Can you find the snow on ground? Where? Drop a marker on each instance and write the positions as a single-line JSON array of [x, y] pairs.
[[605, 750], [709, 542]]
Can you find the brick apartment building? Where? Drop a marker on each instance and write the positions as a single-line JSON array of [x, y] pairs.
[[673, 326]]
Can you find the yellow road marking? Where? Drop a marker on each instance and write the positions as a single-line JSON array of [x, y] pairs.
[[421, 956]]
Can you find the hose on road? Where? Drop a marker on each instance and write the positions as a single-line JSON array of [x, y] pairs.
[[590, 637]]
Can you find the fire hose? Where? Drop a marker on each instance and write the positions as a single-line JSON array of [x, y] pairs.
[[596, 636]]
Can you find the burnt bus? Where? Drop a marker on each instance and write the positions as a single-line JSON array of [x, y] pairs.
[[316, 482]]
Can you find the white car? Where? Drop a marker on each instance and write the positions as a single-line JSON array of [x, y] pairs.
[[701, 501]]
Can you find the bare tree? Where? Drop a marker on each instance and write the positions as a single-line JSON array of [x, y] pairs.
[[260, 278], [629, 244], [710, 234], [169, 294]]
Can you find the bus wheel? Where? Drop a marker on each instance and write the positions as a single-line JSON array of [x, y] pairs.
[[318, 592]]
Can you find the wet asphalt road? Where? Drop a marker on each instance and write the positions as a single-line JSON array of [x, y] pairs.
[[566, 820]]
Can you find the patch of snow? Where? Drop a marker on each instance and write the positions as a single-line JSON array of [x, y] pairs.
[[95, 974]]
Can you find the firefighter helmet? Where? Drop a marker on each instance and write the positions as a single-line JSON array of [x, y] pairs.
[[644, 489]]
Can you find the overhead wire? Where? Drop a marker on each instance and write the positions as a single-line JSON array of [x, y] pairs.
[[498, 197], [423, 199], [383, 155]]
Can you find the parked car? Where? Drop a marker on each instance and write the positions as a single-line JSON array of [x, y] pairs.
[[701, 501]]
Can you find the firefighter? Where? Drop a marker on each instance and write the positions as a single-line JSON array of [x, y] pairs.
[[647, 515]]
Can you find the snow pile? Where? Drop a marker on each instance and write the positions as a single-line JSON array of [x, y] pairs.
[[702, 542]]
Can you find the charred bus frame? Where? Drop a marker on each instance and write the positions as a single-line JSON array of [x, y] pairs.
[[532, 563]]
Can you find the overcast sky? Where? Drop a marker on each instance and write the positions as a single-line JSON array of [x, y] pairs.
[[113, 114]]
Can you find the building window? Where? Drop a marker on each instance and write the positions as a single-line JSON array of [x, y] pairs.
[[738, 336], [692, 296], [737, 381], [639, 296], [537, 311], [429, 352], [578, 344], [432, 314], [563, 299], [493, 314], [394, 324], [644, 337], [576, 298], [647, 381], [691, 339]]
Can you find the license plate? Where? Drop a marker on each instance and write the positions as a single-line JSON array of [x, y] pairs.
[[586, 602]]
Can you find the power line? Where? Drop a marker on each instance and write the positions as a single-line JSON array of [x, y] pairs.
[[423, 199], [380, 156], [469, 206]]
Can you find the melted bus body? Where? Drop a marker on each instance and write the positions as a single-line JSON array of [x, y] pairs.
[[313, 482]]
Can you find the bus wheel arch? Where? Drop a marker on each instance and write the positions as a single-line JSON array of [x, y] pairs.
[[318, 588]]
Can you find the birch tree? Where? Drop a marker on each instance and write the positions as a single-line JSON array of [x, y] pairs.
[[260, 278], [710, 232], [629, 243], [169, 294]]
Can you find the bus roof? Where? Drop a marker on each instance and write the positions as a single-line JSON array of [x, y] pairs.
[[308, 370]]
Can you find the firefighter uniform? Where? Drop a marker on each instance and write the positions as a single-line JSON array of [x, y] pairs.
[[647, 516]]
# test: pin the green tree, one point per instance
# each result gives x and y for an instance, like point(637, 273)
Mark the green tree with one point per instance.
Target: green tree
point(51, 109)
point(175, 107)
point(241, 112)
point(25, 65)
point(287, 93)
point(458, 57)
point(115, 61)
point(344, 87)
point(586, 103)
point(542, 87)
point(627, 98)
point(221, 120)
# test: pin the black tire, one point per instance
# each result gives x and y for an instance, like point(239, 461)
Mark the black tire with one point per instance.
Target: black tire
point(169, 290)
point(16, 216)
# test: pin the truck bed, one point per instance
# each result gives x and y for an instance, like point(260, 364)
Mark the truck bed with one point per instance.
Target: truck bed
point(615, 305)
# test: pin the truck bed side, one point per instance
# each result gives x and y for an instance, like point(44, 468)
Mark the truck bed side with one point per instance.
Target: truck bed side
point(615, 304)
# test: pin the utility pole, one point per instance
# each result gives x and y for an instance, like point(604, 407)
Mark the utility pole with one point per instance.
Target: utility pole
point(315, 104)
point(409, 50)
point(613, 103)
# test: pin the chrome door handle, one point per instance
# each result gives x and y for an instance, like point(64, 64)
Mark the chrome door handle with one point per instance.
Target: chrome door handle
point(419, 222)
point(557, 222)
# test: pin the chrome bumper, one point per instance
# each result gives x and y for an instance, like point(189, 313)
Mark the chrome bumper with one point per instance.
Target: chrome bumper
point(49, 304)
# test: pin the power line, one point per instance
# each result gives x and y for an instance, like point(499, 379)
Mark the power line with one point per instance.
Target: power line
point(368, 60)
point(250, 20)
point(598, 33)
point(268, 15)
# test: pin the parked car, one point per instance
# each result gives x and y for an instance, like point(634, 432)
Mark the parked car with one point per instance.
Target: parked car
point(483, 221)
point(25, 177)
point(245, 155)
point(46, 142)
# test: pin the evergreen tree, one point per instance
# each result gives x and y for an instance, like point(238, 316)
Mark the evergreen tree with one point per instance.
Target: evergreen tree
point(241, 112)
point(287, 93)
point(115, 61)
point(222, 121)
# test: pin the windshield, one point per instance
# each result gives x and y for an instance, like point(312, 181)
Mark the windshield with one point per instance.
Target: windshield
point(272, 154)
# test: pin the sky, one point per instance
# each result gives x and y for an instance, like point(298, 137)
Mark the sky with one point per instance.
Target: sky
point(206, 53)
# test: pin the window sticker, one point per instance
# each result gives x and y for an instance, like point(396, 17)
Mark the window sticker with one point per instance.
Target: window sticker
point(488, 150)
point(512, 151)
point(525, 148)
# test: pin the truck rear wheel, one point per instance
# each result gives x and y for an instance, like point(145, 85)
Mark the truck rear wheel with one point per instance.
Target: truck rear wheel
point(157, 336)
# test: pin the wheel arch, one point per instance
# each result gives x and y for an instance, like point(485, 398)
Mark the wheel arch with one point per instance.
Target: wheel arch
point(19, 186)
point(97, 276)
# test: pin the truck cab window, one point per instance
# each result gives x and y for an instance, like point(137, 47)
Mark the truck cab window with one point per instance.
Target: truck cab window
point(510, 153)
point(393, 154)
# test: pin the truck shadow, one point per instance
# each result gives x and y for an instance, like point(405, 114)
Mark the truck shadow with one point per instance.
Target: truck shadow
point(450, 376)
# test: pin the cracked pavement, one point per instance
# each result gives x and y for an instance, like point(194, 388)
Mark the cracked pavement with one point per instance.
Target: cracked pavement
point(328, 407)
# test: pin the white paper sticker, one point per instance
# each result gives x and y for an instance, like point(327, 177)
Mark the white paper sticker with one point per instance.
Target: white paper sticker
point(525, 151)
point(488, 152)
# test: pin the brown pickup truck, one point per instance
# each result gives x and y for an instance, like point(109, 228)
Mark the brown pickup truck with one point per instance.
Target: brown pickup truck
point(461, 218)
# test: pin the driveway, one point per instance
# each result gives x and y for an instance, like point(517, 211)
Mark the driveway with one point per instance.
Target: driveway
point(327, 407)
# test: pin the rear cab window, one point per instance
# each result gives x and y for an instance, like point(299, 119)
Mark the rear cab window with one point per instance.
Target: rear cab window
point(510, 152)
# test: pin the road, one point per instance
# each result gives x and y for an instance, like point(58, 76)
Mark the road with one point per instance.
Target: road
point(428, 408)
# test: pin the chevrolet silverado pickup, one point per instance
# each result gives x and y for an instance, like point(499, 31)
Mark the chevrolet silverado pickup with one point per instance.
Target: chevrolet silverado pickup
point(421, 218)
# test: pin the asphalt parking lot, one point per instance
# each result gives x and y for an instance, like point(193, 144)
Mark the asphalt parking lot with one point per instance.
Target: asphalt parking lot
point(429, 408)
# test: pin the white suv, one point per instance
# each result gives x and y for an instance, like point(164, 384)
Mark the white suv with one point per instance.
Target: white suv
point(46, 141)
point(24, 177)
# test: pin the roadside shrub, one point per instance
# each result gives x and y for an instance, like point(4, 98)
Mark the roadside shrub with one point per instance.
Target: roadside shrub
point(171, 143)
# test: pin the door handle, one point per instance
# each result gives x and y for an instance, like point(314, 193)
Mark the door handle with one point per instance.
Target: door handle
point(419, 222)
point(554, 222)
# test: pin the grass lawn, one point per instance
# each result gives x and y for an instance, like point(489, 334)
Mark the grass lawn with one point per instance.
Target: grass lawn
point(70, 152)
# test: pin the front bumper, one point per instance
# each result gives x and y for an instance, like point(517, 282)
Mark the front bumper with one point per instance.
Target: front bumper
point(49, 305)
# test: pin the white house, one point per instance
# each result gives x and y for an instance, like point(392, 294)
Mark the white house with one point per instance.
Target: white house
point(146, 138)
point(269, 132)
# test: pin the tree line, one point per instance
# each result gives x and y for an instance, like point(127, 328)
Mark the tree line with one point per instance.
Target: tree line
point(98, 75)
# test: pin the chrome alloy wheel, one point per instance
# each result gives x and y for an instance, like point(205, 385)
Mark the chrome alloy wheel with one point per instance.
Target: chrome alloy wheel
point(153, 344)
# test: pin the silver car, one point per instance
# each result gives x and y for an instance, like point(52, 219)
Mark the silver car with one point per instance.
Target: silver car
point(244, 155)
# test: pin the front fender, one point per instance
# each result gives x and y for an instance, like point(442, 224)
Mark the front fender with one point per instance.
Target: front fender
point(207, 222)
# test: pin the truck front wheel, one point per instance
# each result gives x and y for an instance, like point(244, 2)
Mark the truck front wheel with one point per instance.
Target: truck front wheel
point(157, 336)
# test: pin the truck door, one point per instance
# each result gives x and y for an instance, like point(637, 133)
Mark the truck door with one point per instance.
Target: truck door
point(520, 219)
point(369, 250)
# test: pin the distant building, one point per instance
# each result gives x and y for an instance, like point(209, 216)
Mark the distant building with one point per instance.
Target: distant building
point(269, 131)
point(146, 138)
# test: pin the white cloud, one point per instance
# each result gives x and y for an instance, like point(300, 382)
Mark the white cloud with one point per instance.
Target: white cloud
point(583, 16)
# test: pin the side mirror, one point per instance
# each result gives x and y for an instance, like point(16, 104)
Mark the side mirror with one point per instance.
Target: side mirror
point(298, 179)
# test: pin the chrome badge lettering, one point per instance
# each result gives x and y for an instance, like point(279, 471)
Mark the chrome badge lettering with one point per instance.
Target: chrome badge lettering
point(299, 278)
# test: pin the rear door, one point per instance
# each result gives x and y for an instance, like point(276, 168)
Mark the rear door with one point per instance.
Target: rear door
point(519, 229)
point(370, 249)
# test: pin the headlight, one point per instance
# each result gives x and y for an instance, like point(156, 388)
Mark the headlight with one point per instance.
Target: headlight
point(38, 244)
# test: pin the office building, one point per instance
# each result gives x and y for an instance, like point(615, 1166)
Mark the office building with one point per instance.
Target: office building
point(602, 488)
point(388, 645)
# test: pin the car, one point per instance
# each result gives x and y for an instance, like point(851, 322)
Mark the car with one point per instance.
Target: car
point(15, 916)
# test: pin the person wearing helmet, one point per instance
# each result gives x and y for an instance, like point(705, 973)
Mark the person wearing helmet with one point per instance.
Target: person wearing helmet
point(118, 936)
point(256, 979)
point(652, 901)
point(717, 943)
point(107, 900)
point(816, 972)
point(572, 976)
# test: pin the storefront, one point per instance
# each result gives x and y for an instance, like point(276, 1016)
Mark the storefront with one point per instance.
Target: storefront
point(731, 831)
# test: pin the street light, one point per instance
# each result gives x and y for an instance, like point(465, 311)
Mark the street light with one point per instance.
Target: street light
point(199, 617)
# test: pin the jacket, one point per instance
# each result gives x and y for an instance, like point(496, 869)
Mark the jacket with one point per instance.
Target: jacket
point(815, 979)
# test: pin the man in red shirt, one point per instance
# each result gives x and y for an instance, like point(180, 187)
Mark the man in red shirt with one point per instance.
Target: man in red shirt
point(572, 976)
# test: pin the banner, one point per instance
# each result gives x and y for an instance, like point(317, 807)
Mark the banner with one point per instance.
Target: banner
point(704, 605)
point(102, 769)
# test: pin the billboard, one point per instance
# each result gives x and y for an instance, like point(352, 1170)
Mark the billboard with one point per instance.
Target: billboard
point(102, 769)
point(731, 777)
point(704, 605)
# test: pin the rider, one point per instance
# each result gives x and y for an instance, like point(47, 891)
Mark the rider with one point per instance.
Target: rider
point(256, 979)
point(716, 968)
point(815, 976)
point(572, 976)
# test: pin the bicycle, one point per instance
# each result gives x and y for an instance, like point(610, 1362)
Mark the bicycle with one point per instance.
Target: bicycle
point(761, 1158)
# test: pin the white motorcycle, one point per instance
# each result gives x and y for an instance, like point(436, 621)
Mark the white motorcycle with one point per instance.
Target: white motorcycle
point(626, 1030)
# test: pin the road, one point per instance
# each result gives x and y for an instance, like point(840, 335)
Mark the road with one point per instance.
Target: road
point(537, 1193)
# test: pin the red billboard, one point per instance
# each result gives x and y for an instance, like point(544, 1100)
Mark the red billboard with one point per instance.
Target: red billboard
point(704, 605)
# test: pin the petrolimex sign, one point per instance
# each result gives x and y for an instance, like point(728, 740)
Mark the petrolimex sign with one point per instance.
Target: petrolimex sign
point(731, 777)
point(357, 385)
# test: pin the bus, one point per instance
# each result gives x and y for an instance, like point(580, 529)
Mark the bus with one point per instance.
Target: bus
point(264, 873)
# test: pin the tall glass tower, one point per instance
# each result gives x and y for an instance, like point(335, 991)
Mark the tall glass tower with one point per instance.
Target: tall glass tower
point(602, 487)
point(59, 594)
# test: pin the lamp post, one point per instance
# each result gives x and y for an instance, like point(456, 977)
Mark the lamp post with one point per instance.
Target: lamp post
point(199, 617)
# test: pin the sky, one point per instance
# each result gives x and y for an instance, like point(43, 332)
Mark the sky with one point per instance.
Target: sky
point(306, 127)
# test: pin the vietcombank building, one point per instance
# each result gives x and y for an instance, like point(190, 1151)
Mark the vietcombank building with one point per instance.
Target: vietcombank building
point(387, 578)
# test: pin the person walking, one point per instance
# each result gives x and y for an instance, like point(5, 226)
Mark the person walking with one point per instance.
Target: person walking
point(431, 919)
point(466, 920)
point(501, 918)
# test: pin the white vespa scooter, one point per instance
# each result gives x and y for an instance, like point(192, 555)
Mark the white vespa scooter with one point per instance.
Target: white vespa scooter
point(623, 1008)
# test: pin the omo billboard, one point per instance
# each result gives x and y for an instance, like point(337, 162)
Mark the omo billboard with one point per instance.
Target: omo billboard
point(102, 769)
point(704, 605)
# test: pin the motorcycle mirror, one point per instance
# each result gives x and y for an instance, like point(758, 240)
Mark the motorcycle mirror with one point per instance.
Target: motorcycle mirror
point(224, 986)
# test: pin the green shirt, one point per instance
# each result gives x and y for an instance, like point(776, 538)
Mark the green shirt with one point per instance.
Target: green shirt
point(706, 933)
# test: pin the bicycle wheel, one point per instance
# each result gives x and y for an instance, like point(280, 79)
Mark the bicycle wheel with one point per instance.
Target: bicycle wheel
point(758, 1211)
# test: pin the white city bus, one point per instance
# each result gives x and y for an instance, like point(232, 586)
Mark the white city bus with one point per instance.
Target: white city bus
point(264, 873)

◇ ◇ ◇

#### [Your objective]
From the records above, print exactly the lines that run from the line with "Target: rear cab window" to the line with "Mark the grass", inclusive.

#### [Written response]
Target: rear cab window
point(510, 152)
# test: pin the road, one point per instance
# each result gives x and y for an instance, like point(58, 76)
Mark the road with one point per instance.
Target: road
point(428, 408)
# test: pin the chevrolet silverado pickup, one point per instance
# each result gives x and y for an instance, like point(499, 31)
Mark the chevrolet silverado pickup with one point per instance.
Target: chevrolet silverado pickup
point(421, 218)
# test: pin the asphalt parking lot, one point per instance
# each result gives x and y for an instance, like point(193, 144)
Mark the asphalt parking lot with one point per instance.
Target: asphalt parking lot
point(429, 408)
# test: pin the white suv, one point per instance
# each result gives x and y for an instance, like point(164, 384)
Mark the white suv with one point per instance.
Target: white suv
point(46, 141)
point(24, 177)
# test: pin the roadside shrub, one point per instance
# each result gives x and y for an instance, like point(4, 98)
Mark the roadside shrub with one point per instance.
Target: roadside shrub
point(171, 143)
# test: pin the door handle, one point per instance
# each result gives x and y for an instance, like point(314, 193)
Mark the door handle with one point per instance.
Target: door handle
point(419, 222)
point(554, 222)
# test: pin the grass lawn, one point per instance
# each result gives x and y for an instance, like point(489, 334)
Mark the grass lawn with one point per instance.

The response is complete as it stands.